**Records taken from a collection:**
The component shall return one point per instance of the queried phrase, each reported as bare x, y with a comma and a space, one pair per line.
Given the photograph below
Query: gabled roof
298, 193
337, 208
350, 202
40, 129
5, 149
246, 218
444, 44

**What you will do:**
Write the records out again, changing "gabled roof" to "pitched roof" and leaving everything else as it is.

**Answer for this exercise:**
The component shall return one point per instance of the queried phrase, each reported as bare x, y with a comma and a space, one pair per line.
Given the photograph below
Query: pitched roof
298, 193
337, 208
350, 202
40, 129
5, 149
246, 218
444, 44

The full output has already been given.